[Alıştırma Yönergesi] Malzemedeki tüm satırları yeniden yazın ve "set out like this sample" ifadesini geçtiği her yerde "formatted like this sample" ile değiştirin. Bunun dışında hiçbir şeye dokunmayın.

[Alıştırma Verileri]
========================================================================
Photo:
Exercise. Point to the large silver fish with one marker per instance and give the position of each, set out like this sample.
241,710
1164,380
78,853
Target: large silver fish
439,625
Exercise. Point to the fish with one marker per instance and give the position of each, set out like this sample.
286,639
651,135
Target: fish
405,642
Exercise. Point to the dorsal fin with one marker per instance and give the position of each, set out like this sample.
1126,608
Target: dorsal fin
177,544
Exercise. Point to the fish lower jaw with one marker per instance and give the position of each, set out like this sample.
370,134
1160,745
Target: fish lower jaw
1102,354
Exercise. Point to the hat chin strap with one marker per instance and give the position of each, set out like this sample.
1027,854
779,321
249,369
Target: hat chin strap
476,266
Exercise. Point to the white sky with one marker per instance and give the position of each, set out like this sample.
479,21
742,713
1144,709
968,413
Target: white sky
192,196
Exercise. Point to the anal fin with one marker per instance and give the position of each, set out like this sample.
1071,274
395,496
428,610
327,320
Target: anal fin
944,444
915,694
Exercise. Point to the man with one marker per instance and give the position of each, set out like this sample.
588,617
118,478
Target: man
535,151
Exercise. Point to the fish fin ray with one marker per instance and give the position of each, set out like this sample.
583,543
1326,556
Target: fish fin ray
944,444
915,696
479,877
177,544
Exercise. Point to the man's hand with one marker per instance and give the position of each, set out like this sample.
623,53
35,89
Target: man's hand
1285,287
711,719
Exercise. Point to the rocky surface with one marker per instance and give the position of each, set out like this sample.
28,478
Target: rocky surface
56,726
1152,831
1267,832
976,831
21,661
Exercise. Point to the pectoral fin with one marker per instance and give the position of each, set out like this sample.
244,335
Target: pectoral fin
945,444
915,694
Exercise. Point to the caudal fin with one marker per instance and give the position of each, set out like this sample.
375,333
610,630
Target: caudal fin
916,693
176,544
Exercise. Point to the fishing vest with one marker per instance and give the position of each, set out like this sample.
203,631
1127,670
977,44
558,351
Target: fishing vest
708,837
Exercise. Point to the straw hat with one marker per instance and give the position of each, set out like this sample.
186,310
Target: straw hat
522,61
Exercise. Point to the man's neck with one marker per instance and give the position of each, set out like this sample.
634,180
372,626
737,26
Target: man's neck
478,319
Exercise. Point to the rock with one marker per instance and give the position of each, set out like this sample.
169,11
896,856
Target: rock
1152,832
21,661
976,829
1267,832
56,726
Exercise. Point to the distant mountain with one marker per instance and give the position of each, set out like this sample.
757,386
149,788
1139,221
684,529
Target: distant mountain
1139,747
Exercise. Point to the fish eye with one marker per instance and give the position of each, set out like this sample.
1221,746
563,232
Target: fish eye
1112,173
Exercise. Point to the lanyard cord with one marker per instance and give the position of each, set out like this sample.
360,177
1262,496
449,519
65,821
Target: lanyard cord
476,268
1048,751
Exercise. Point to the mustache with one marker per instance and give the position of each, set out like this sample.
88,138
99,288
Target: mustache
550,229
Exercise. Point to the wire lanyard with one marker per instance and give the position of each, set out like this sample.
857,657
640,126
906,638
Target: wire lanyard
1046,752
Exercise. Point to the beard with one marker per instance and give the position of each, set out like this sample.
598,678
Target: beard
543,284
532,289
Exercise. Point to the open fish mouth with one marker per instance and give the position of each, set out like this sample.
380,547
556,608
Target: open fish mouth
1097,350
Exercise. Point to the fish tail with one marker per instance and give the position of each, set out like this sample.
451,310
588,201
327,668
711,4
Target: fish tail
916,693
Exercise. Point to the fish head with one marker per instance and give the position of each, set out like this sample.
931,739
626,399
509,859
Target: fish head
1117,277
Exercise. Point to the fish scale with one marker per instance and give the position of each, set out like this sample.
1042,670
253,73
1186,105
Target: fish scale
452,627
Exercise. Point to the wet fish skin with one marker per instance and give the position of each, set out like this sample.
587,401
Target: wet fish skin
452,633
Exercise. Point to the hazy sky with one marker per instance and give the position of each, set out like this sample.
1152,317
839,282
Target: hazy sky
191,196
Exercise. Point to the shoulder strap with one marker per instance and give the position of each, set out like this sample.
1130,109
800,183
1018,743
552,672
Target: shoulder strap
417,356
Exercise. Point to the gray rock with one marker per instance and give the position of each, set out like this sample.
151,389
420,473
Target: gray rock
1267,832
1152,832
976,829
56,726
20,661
========================================================================
[Alıştırma Yanıtı]
Photo:
Exercise. Point to the large silver fish with one marker per instance and give the position of each, formatted like this sample.
241,710
1164,380
78,853
Target: large silver fish
439,625
Exercise. Point to the fish with one marker per instance and give the position of each, formatted like this sample.
286,639
651,135
Target: fish
405,642
Exercise. Point to the dorsal fin with one marker per instance and give the position of each, formatted like this sample.
1126,608
Target: dorsal fin
177,544
Exercise. Point to the fish lower jaw with one marker per instance and give the position of each, formatted like this sample.
370,134
1160,745
Target: fish lower jaw
1102,354
Exercise. Point to the hat chin strap with one marker per instance and give the position of each, formatted like this sample.
1027,854
779,321
249,369
Target: hat chin strap
476,266
Exercise. Point to the white sky with one marker per instance and give the position of each, formatted like this sample.
479,21
742,713
1144,709
968,413
Target: white sky
192,196
Exercise. Point to the anal fin with one marker per instance and give the position of each, formatted like this sample.
1071,274
395,496
428,610
327,320
Target: anal fin
944,444
915,694
Exercise. Point to the man with one marker per instance and give the position of each, formatted like this sample.
588,617
118,478
Target: man
535,151
Exercise. Point to the fish fin ray with one marker per instance and give the position of each, formatted like this sample.
583,543
1326,556
Target: fish fin ray
944,444
915,696
479,877
177,544
Exercise. Point to the man's hand with one marker per instance and give the position of each, formatted like this sample.
623,53
35,89
Target: man's hand
1285,287
711,719
Exercise. Point to the rocky surface with one marker per instance and give the position of each, formatted like this sample.
28,478
Target: rocky surface
56,726
1152,831
1267,832
976,831
21,661
Exercise. Point to the pectoral fin with one marker per instance and give the position of each, formatted like this sample.
244,335
Target: pectoral fin
945,444
915,694
Exercise. Point to the caudal fin with one marker per instance and give the position of each, formatted like this sample.
375,333
610,630
Target: caudal fin
916,693
176,544
Exercise. Point to the fishing vest with one marker per instance and give the position of each, formatted like this sample.
203,631
1127,670
977,44
558,351
Target: fishing vest
708,837
Exercise. Point to the straw hat with one marker per instance and give the position of each, formatted like this sample.
186,310
Target: straw hat
522,61
Exercise. Point to the man's neck with one marker per instance and give the position of each, formatted like this sample.
634,180
372,626
737,26
Target: man's neck
478,319
Exercise. Point to the rock with one marker per instance and give the position of each, formatted like this sample.
169,11
896,856
Target: rock
1152,832
21,661
976,829
1267,832
56,726
Exercise. Point to the distant mountain with one marker per instance and give the position of each, formatted like this sample.
757,386
149,788
1139,221
684,529
Target: distant mountain
1139,747
Exercise. Point to the fish eye with one marker per instance and give the position of each, formatted like this sample.
1221,746
563,232
Target: fish eye
1112,173
Exercise. Point to the lanyard cord with one marker per instance and give the position of each, formatted like this sample.
360,177
1262,496
449,519
65,821
Target: lanyard cord
476,268
1048,751
Exercise. Point to the mustache with one marker per instance and give the position of each, formatted like this sample.
88,138
99,288
Target: mustache
550,229
Exercise. Point to the wire lanyard with one marker per instance and give the position of each, formatted like this sample.
857,657
640,126
906,638
Target: wire lanyard
1046,752
Exercise. Point to the beard with one marker per instance and give the position of each, formatted like this sample.
598,678
Target: beard
543,284
532,289
Exercise. Point to the open fish mouth with one marker per instance and give the position of each, formatted like this sample.
380,547
556,608
Target: open fish mouth
1097,350
Exercise. Point to the fish tail with one marker per instance and give the position of each, formatted like this sample.
451,310
588,201
327,668
711,4
Target: fish tail
916,693
Exercise. Point to the fish head with one marker per instance and give the position of each, formatted like this sample.
931,739
626,399
509,859
Target: fish head
1117,277
Exercise. Point to the fish scale with one marker per instance and give the position of each, formatted like this sample.
1042,670
253,73
1186,105
Target: fish scale
452,627
Exercise. Point to the wet fish skin with one marker per instance and give the position of each, formatted like this sample.
587,401
Target: wet fish skin
452,633
Exercise. Point to the hazy sky with one marker per instance and give the position of each, formatted like this sample.
1152,317
839,282
Target: hazy sky
191,196
Exercise. Point to the shoulder strap with one marker per instance and give the position of each, formatted like this sample.
1130,109
800,183
1018,743
552,672
Target: shoulder strap
417,356
Exercise. Point to the gray rock with one marker per instance and give the position of each, formatted like this sample.
151,389
420,473
Target: gray rock
1267,832
1152,832
976,829
56,726
20,661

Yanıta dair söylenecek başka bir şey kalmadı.